» TO DO
Repeat the records word for word, from the line with "Pick out every instance of the forked" through the last of the records. Leave the pictures out of your answer.

» THE DATA
— begin —

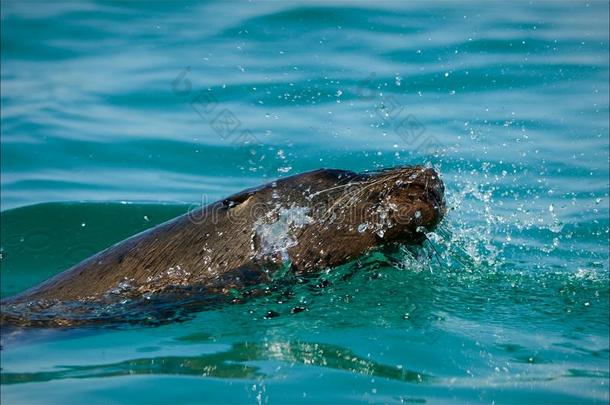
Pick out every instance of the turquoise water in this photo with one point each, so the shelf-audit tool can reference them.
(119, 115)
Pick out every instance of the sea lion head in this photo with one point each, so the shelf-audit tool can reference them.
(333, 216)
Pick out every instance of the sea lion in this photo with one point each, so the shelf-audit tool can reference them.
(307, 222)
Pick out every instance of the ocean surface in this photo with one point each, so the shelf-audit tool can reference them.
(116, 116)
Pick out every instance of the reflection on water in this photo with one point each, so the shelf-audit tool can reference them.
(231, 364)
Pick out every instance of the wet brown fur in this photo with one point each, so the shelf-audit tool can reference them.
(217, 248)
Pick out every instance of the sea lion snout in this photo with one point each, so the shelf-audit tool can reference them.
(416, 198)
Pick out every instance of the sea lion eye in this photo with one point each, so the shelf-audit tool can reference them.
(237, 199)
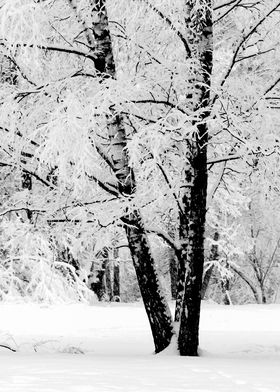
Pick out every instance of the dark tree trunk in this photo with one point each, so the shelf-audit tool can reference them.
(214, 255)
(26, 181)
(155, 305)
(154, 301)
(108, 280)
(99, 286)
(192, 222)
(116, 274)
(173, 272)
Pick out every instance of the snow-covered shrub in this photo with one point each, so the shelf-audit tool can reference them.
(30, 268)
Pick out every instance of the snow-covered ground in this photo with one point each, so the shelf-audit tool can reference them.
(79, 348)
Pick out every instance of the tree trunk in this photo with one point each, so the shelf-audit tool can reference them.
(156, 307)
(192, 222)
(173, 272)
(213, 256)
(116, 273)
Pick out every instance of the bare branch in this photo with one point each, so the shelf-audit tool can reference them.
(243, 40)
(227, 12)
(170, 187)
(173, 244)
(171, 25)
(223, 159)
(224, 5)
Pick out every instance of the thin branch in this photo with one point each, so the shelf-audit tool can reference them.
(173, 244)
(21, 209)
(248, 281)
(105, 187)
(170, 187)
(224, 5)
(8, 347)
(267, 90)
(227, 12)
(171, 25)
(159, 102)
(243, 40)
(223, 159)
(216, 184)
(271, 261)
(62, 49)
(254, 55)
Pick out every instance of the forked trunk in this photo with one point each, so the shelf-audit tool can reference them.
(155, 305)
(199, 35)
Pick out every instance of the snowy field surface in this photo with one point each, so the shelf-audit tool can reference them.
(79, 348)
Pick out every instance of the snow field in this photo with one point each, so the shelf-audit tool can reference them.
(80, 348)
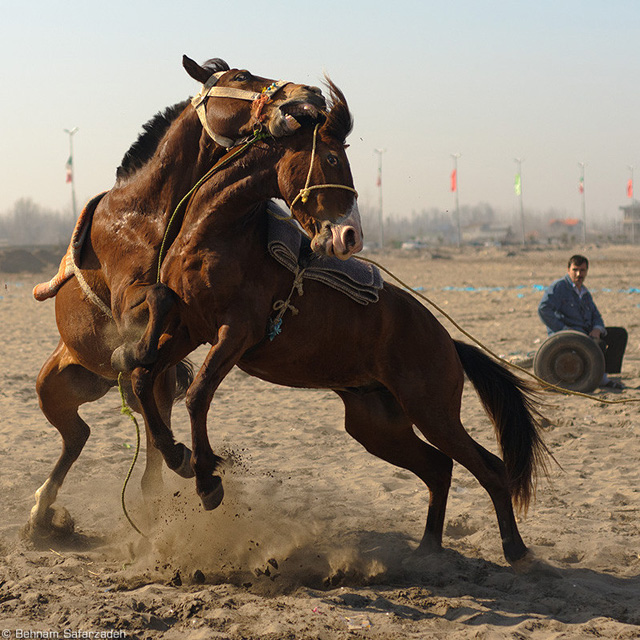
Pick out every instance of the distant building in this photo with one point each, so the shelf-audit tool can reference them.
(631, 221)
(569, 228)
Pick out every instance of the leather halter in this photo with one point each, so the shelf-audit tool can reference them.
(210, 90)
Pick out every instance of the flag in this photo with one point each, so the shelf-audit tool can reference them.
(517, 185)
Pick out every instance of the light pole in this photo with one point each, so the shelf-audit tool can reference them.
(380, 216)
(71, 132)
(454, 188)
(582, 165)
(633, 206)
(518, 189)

— end —

» WORKED ANSWER
Pick out every instance of the forked trunk in this photo with one point each, so the shelf-audit tool can reference them.
(155, 305)
(199, 35)
Pick out every instance of the snowy field surface in this photo with one point each, so the shelf-audit tool can reference them.
(79, 348)
Pick out every instance of the snow field in this photo with one point each, so the shelf-audit tool can reference them.
(80, 348)
Pick out every instance of the distant building in this photo with one point each, so the shelf-audit tool can reference them.
(631, 221)
(569, 228)
Pick out every instance of the leather halter in this photo with one point each, so the shelf-audit tool can reference them.
(210, 90)
Pick out every instance of the flag in this photo with one point each, so the shelf-audit tool can reference them.
(517, 185)
Pick out every instance of the light pole in this photo with one point each, so the shelf-audit tool can reference them.
(380, 216)
(71, 132)
(454, 188)
(582, 165)
(633, 206)
(518, 189)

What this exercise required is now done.